My plan is to split my HUGE garden in half, and let the chickens process one side while I garden the other. Each year, I flip-flop the garden and chicken run. The coop will be in the middle and have doors for each side. All will be fenced as needed to keep the chickens where they should be. Obviously, the door on the garden side remains closed that year.

I intend to flip-flop indefinitely into the future. I need all the help I can get with bugs and weeds in the garden. :) So, let'em rip and process the ground for me ahead of time.

I've got the overview of the plan done, and now it's time to crunch the numbers. Here's my big question:

How many chickens?

Each run is ~3000 sq. ft. How many chickens should I put there to have them "clear" the run in one year? (52 weeks).

I'd like them to scratch around eating bugs, weeds, weed seeds, etc, making compost for me, etc., all the things chickens seem to enjoy. What I don't want is a muddy barenaked run for part of the year. And I'd like to minimize feed purchases. Esp. during growing or warm season. I understand I'll need feed for the winter.

■ **Exercise directions**:
Answer these questions from the garden plan text above:
1. Where will the coop be placed?
2. About how large is each run?
3. In which season does the writer expect to need feed?

Saved data entries:
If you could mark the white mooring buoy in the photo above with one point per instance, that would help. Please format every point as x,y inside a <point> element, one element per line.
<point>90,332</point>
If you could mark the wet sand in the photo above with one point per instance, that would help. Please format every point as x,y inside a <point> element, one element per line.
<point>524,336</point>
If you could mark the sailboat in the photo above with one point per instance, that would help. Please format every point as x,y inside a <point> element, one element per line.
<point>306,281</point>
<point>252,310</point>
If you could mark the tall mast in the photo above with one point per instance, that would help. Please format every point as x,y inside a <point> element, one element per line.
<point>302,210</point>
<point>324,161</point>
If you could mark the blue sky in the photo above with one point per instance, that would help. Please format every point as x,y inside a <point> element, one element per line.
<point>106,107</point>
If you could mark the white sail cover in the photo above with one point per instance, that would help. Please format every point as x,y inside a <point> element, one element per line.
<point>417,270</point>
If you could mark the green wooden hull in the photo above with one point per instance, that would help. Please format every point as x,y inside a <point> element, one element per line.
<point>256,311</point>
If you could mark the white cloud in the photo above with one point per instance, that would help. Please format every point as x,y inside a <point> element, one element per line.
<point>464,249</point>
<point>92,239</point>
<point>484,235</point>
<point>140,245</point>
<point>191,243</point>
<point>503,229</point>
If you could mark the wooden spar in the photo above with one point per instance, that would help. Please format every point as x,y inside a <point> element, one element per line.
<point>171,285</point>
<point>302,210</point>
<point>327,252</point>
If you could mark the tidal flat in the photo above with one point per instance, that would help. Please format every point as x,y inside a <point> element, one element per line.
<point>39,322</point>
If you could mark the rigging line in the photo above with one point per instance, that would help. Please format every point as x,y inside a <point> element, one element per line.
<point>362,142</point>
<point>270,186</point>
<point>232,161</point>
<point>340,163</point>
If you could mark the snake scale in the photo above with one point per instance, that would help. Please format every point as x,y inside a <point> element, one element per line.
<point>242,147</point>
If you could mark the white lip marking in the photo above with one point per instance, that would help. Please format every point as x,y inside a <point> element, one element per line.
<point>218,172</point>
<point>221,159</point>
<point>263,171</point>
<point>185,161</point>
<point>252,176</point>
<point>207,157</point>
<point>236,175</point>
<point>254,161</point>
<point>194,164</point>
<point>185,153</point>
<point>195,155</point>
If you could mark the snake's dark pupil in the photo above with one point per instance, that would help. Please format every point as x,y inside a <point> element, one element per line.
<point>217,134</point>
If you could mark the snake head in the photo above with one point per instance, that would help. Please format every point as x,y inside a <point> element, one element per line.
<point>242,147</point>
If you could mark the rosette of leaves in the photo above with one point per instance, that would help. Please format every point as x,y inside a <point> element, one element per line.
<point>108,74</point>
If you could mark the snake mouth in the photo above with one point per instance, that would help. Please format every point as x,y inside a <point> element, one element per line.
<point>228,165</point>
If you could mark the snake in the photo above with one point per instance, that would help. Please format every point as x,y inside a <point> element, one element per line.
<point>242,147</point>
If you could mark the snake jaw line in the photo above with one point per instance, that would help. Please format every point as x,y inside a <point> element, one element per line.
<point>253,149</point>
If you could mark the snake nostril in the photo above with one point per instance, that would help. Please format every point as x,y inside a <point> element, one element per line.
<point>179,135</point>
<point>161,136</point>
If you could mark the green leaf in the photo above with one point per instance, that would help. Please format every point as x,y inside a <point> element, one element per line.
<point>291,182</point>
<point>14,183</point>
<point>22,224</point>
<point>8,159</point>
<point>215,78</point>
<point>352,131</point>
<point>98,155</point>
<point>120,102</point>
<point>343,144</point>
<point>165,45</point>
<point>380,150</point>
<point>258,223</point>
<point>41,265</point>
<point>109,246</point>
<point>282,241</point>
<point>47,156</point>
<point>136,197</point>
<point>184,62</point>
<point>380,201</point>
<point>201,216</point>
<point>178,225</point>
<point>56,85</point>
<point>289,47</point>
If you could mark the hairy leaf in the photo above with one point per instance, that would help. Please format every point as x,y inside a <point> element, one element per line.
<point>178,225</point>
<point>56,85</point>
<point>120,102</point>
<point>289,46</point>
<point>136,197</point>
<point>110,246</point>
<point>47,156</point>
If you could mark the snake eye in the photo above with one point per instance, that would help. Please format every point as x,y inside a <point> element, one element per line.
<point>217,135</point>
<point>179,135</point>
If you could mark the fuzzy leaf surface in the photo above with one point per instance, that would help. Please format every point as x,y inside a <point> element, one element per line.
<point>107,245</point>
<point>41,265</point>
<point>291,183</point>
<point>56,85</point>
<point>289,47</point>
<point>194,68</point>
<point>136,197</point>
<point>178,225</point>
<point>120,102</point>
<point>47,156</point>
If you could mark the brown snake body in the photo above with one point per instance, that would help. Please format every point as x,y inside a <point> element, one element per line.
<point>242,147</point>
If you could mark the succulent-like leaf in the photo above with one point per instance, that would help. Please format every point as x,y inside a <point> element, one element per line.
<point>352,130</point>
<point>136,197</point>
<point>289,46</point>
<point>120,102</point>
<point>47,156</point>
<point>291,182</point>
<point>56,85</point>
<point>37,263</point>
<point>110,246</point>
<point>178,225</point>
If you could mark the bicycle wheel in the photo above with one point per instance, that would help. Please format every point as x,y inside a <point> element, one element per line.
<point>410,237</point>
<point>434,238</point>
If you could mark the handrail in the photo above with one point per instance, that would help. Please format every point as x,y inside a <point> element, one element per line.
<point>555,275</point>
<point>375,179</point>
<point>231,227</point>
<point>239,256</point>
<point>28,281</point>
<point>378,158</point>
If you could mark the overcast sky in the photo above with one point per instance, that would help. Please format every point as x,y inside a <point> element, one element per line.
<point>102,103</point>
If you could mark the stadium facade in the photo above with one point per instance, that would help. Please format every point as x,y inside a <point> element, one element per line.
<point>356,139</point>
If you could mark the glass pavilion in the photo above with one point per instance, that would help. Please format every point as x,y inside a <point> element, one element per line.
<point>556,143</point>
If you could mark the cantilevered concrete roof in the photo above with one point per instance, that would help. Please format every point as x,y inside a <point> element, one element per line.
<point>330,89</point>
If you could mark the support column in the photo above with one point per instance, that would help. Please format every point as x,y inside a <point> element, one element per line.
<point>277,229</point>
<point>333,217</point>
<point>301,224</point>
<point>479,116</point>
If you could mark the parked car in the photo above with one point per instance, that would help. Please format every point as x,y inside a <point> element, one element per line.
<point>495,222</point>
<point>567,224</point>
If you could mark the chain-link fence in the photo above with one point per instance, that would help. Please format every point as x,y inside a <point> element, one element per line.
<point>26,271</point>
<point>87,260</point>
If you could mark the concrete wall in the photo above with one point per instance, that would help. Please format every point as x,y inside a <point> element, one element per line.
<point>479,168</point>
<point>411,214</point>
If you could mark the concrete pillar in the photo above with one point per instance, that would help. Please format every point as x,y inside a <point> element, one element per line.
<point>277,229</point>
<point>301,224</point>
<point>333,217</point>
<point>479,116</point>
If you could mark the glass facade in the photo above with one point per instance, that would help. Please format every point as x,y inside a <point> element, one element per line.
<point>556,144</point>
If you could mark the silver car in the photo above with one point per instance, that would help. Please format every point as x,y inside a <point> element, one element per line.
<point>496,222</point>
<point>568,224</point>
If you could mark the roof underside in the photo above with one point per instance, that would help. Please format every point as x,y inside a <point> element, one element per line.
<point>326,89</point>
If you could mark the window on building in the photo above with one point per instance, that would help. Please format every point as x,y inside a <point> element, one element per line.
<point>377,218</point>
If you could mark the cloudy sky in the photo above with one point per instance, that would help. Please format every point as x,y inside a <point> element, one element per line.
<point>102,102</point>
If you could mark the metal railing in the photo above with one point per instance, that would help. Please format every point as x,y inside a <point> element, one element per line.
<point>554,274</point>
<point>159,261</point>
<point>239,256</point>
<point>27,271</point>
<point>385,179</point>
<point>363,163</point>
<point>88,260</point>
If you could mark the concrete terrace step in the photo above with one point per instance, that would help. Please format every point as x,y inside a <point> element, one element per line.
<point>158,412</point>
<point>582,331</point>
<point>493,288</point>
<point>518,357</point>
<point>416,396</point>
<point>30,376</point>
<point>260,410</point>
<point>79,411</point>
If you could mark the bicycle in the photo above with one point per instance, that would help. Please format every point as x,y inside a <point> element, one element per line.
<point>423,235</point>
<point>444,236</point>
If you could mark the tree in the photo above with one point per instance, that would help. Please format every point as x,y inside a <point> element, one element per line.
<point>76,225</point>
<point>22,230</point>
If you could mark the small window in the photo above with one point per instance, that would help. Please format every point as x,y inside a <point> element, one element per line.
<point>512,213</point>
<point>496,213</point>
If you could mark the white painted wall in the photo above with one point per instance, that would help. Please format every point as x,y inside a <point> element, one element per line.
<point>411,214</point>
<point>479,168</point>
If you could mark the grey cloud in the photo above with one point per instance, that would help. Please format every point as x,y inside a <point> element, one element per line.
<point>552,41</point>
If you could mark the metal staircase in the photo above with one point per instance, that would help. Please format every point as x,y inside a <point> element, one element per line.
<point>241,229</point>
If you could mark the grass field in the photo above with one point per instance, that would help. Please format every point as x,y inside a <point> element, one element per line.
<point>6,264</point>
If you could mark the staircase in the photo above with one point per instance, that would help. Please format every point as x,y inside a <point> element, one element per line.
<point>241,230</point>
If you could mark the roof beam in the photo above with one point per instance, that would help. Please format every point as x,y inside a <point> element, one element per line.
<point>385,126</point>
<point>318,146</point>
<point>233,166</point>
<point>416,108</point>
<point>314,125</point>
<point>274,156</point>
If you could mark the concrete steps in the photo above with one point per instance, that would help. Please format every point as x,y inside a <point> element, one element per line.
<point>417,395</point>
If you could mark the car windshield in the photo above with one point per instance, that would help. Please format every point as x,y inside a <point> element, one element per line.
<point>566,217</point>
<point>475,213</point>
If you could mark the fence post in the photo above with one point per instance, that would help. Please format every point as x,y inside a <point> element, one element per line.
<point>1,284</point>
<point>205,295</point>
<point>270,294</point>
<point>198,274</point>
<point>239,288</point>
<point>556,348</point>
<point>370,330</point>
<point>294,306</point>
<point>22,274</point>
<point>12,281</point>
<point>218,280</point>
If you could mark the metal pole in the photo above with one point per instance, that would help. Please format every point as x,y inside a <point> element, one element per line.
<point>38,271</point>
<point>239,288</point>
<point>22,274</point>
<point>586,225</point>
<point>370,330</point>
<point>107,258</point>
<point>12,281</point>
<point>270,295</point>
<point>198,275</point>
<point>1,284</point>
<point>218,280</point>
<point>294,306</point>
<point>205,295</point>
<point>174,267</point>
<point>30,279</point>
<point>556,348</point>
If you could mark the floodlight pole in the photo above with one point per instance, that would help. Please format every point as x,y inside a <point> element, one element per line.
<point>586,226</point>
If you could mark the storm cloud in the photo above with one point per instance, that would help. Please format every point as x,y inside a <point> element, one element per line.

■ **Solution for this task**:
1. In the middle, with doors for each side.
2. About 3000 sq. ft.
3. Winter.